Stored data entries:

━━━━━━━━━━

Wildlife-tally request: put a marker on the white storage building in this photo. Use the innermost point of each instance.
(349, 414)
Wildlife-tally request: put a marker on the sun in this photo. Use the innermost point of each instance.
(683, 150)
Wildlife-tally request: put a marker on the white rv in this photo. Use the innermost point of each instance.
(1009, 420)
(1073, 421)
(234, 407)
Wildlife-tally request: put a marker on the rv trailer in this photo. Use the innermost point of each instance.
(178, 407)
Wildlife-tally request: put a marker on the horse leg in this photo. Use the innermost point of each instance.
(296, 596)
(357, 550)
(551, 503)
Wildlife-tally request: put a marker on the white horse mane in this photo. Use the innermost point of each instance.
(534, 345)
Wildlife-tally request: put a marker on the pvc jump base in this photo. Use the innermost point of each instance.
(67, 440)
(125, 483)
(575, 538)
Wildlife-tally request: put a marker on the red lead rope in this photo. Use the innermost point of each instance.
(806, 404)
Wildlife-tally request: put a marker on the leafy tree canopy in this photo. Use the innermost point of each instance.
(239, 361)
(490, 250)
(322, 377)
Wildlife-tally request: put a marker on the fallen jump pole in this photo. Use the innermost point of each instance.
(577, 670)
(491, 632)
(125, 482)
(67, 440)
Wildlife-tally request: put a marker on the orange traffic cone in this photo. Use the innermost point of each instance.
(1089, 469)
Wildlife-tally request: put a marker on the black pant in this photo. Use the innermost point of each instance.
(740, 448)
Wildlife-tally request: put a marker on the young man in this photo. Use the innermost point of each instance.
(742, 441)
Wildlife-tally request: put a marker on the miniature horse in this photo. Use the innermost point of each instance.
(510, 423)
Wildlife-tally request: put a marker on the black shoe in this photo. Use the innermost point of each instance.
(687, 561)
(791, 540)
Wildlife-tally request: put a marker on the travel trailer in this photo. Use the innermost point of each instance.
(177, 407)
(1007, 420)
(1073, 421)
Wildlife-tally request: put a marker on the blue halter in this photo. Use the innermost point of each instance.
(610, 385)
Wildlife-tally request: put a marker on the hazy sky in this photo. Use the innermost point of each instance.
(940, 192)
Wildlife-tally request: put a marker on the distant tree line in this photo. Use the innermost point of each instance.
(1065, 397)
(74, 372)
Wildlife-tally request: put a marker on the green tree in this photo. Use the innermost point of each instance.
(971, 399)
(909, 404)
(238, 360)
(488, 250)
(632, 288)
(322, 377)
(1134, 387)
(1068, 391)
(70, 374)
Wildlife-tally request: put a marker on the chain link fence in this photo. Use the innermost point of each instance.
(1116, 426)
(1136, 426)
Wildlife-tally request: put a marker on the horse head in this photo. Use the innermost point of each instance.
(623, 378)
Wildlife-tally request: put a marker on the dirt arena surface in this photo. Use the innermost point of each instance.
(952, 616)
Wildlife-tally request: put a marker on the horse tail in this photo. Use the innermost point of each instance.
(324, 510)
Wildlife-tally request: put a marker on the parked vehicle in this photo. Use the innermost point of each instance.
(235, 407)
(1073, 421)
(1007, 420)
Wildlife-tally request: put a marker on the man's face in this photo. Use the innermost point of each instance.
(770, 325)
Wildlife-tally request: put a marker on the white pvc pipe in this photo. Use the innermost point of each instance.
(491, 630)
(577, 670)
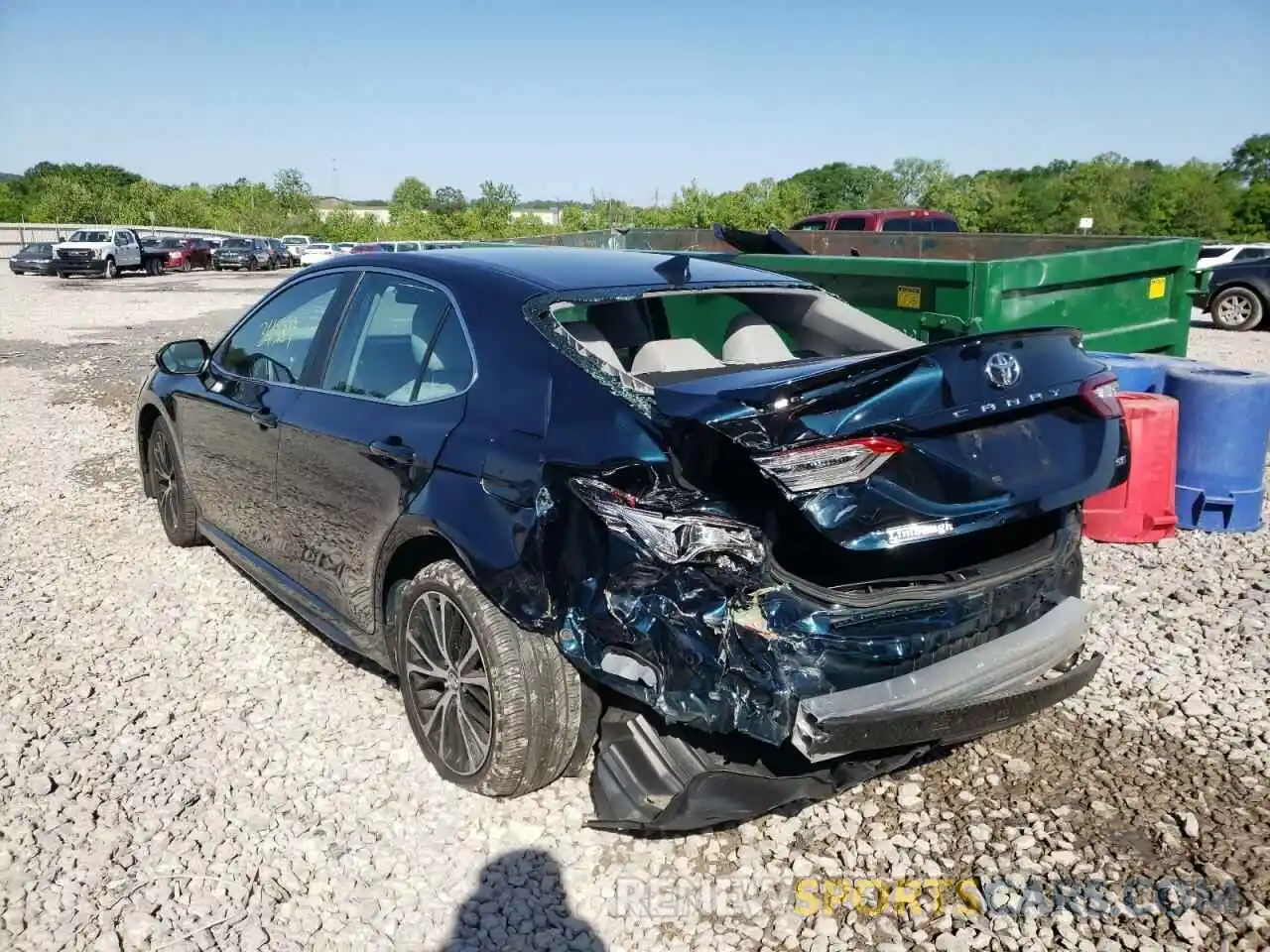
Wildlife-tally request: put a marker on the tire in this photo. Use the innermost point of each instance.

━━━━━━━━━━

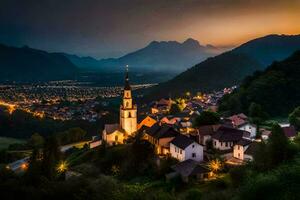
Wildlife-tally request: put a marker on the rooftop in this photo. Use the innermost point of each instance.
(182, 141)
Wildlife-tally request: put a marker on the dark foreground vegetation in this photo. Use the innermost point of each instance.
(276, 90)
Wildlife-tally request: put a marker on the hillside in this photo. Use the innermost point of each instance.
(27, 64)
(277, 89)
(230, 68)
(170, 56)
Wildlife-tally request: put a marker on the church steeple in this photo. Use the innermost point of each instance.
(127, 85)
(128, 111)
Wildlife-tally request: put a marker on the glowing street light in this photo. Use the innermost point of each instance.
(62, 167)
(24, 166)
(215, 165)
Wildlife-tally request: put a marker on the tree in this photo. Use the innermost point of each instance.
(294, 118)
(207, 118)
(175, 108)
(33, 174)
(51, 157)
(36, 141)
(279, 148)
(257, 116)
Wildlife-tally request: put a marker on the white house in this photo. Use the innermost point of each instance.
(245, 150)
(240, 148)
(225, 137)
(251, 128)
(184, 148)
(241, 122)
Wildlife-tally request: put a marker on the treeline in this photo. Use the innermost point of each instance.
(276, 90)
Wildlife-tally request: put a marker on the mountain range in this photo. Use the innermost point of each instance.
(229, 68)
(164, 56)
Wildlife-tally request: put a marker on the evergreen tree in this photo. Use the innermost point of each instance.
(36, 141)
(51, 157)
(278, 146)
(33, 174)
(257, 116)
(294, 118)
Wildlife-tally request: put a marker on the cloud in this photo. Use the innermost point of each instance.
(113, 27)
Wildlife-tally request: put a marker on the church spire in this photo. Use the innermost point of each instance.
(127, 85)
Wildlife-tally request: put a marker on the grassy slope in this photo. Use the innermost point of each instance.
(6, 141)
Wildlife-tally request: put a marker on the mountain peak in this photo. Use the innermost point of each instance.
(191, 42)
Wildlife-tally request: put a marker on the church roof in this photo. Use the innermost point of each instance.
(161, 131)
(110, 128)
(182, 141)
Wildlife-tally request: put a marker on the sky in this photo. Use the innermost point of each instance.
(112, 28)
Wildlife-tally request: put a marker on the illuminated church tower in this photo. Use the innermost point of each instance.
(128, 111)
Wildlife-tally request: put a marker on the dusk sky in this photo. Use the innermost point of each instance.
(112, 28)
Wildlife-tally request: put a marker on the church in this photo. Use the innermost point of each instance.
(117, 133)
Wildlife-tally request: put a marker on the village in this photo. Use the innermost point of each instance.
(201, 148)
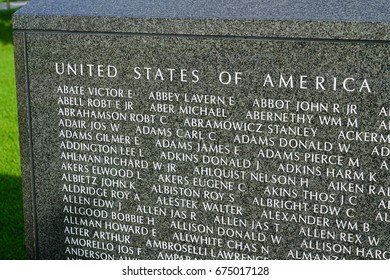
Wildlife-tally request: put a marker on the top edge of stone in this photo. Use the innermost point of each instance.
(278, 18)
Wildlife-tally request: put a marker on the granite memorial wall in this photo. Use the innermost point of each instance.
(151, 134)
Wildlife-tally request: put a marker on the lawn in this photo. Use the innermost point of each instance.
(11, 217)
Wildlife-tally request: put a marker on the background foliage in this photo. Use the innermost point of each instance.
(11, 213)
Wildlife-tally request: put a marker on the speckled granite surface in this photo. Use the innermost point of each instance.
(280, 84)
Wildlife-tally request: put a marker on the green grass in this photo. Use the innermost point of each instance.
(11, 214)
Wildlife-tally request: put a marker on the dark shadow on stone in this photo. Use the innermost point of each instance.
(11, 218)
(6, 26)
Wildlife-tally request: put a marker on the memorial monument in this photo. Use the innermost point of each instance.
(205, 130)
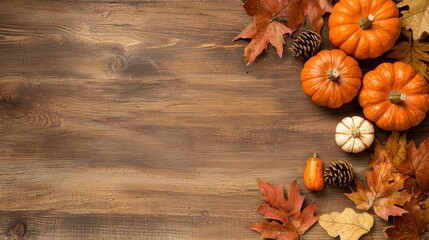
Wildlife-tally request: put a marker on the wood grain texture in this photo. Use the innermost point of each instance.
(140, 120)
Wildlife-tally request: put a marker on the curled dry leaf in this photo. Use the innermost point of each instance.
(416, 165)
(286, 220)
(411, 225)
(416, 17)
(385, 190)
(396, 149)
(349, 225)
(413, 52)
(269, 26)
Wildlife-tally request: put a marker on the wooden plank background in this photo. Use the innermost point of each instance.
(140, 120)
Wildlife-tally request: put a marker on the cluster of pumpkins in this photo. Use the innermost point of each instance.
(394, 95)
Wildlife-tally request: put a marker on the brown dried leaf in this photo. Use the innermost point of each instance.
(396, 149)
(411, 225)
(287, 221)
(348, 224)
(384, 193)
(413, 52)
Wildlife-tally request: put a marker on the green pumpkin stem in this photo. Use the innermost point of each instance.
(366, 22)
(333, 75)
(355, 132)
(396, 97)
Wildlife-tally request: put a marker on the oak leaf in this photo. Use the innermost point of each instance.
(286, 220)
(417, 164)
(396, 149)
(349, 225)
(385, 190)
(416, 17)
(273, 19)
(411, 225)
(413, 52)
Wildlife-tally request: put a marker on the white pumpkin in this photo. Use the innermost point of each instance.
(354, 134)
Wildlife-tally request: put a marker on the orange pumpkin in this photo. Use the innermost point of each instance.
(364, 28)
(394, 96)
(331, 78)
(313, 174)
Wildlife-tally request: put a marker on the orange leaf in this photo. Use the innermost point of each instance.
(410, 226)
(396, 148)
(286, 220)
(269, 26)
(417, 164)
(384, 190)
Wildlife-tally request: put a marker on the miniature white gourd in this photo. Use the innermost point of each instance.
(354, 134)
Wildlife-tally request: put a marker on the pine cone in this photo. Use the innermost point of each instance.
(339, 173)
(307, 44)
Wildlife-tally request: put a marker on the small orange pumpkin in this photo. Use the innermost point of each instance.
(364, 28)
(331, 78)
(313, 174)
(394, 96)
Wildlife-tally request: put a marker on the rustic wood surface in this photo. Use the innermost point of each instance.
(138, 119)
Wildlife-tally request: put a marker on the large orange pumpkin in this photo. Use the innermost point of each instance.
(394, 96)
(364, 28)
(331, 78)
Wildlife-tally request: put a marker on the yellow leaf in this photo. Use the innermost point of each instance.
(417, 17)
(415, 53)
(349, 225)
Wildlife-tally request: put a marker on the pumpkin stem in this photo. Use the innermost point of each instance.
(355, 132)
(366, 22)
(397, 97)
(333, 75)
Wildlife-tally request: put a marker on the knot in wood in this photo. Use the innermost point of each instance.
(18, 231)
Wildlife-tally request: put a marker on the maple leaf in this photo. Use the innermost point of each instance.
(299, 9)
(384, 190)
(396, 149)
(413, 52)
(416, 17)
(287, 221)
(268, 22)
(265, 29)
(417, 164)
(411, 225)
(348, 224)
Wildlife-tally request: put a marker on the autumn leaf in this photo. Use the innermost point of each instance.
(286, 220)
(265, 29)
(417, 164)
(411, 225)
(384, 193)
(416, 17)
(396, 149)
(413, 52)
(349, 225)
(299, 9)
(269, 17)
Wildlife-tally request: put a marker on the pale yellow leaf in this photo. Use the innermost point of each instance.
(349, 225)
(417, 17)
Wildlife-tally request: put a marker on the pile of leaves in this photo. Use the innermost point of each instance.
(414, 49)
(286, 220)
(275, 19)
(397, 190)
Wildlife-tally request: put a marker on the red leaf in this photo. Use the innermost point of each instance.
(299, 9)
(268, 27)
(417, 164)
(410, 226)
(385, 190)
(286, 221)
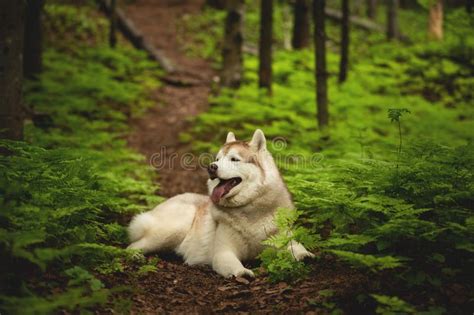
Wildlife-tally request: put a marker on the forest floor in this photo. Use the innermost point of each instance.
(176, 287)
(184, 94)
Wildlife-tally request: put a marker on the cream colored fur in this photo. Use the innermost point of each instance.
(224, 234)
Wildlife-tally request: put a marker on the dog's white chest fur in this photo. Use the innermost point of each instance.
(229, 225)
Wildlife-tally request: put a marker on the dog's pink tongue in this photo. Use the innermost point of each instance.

━━━━━━━━━━

• Your instructions:
Transcribe the lines above exactly, beginning at the one with "Wildlife-tally request: put a marker on the red leaf" and ending at the one with "Wildlife-tally request: put a marker on the dog's pink". Include both; exclude the pictures.

• Task solution:
Wildlife-tally request: put a marker on the red leaf in this photo. Use the innermost point of each instance.
(299, 9)
(268, 27)
(417, 164)
(410, 226)
(385, 190)
(286, 221)
Wildlife-tally request: put a marker on the forest floor in this photo. Use the innermost point of each instance.
(176, 287)
(184, 94)
Wildlife-tally request: put a marker on the cream colored fur in this photo. Use the innermost point of each instance.
(224, 234)
Wildlife-tally request: put a marker on the dog's white chest fur in this photo. Use the innermost point of each instance.
(229, 225)
Wildlife-tally request: put a marker on the dog's pink tongue in this photo. Use the innermost point of each instance.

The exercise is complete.